# [What is needed]
Nothing is needed except the lines below that run from the one with "Mark every instance of the man's bald" through the one with "Target: plaid checkered shirt", repeated exactly.

---- Data for the task

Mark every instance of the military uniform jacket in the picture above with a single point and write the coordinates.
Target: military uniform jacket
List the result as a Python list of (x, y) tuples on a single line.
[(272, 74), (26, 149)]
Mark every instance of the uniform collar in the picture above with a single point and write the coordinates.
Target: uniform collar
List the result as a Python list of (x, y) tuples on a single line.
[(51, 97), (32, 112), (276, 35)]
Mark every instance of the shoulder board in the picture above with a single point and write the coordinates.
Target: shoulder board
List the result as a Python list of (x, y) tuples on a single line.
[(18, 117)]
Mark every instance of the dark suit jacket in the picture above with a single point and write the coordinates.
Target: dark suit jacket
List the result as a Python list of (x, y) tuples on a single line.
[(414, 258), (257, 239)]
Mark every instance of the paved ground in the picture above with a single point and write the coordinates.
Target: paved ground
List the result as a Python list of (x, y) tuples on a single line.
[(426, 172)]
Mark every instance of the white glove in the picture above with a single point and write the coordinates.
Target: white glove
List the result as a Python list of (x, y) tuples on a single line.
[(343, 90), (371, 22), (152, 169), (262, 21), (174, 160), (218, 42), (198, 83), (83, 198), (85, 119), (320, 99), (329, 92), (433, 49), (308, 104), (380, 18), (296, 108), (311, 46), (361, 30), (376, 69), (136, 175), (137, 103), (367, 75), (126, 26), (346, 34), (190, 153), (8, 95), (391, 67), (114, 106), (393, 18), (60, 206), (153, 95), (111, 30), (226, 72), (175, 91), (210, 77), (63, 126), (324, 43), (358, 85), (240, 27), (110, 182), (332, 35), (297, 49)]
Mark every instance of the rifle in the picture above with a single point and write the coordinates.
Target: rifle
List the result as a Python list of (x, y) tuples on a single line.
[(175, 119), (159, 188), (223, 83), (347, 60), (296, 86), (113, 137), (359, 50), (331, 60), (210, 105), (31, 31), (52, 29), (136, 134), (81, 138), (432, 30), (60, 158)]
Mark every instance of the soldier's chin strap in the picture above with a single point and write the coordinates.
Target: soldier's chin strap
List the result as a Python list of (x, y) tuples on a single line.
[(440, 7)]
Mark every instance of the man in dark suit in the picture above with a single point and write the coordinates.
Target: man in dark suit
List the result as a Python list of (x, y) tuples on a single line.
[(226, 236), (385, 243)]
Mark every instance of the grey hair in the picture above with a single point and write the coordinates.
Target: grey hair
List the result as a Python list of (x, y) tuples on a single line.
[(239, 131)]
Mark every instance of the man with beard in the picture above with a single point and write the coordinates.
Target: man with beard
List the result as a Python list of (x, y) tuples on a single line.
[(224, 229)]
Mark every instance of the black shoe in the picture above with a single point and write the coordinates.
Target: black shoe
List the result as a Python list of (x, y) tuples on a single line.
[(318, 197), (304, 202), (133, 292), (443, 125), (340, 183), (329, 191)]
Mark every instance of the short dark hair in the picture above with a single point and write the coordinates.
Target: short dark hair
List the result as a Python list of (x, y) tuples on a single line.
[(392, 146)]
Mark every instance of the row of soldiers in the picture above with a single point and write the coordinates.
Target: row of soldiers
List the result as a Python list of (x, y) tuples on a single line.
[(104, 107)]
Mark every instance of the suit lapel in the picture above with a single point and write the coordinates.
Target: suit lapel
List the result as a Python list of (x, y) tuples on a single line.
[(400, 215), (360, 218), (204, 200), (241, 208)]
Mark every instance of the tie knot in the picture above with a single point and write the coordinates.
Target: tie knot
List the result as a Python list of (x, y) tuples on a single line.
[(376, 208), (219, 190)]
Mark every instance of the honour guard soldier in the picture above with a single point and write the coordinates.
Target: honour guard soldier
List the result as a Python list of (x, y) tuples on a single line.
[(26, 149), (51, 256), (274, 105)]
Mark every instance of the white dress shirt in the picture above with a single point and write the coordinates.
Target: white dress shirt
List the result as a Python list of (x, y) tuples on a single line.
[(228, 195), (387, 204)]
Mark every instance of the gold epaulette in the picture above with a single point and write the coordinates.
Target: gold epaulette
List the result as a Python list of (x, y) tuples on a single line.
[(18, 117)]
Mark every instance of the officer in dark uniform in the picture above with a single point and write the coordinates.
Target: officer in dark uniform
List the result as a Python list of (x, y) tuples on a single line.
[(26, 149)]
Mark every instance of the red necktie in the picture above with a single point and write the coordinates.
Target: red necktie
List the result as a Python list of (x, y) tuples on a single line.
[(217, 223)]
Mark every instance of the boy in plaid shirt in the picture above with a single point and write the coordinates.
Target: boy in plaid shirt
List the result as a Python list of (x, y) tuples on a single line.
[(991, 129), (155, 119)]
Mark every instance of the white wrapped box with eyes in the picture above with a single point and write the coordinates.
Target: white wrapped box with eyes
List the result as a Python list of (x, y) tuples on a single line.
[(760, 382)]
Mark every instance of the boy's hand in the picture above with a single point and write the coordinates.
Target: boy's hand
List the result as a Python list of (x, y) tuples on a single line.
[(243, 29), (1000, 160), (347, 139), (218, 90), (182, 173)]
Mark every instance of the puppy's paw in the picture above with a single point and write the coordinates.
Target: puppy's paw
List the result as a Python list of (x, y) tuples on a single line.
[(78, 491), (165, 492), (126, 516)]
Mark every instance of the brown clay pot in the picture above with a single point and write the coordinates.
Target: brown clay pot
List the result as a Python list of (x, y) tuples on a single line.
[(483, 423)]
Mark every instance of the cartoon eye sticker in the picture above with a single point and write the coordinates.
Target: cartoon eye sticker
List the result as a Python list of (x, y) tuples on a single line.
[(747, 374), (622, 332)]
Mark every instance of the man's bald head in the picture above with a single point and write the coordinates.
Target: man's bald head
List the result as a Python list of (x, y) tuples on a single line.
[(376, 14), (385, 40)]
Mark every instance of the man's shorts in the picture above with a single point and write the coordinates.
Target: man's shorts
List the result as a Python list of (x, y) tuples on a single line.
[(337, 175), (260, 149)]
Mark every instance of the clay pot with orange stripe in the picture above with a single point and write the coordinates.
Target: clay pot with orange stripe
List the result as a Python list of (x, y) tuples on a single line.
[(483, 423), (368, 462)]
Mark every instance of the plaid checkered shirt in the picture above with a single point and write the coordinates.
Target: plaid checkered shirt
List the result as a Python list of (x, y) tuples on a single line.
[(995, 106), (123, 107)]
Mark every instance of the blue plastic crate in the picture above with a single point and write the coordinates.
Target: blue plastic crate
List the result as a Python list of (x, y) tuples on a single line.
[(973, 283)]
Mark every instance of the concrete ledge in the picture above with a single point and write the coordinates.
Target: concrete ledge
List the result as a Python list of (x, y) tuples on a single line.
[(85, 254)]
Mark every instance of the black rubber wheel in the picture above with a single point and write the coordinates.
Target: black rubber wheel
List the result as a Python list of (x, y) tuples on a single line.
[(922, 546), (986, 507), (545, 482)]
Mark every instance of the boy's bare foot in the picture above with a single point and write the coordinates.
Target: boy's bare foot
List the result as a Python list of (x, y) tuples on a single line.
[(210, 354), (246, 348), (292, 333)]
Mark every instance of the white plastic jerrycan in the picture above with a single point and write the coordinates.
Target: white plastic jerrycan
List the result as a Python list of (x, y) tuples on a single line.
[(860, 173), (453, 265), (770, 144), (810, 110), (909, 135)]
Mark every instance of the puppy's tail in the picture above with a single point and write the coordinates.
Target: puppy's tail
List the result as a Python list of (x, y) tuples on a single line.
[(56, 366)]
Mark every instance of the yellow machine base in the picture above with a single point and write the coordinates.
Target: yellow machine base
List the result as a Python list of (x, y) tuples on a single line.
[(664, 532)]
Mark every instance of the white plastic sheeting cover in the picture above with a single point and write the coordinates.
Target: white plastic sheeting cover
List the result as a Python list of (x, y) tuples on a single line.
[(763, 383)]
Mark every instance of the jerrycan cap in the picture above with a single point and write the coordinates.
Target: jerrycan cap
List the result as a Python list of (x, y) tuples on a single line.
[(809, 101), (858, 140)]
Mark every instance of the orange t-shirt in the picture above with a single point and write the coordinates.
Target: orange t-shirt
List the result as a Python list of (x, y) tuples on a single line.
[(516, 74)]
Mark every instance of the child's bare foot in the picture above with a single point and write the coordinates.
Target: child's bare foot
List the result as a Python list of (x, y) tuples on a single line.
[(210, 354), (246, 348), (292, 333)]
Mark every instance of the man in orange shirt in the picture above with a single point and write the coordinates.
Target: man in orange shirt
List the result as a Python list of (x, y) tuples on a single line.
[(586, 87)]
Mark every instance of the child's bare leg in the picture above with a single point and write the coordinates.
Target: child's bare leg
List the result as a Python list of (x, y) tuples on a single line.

--------

# [Solution to the problem]
Mark every instance of the man's bald head in the picture above with a single point and write the coordinates.
Target: man's bald head
List the result as a Python list of (x, y) tuples on a single line.
[(376, 14), (385, 40)]
Mark every instance of the man's shorts in the picture above with a single point and write the coordinates.
Target: man's shorts
List the result as a Python list of (x, y) tuples on a single line.
[(337, 175), (260, 149)]
Mark every instance of the clay pot with orange stripe in the picture above with a single point and write the coordinates.
Target: clay pot with orange stripe
List the result as a Python list of (x, y) tuples on a single line.
[(483, 423), (368, 462)]
Mark every instance of the plaid checkered shirt in the picture above with a single point and write the coordinates.
Target: plaid checkered shirt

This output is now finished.